What the exercise asks - Copy the text lines of each of the records below word for word, leaving the pictures out.

Provided entries -
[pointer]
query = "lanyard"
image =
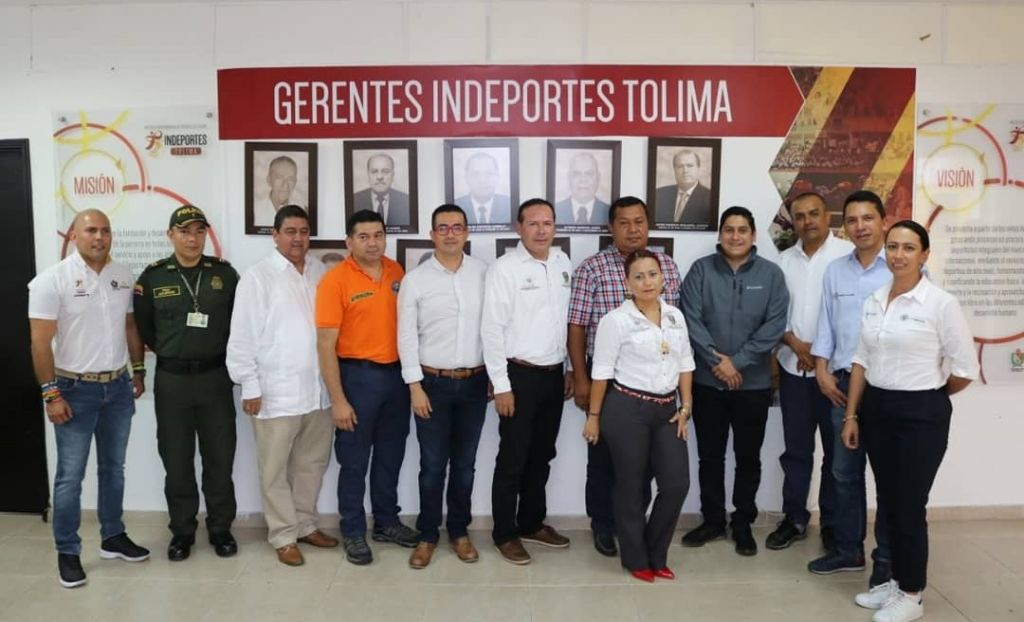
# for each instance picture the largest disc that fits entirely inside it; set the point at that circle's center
(194, 294)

Result -
[pointer]
query = "lanyard"
image =
# for each instance picture the largest disc that fits entirely inside it; set the point at that circle's center
(194, 294)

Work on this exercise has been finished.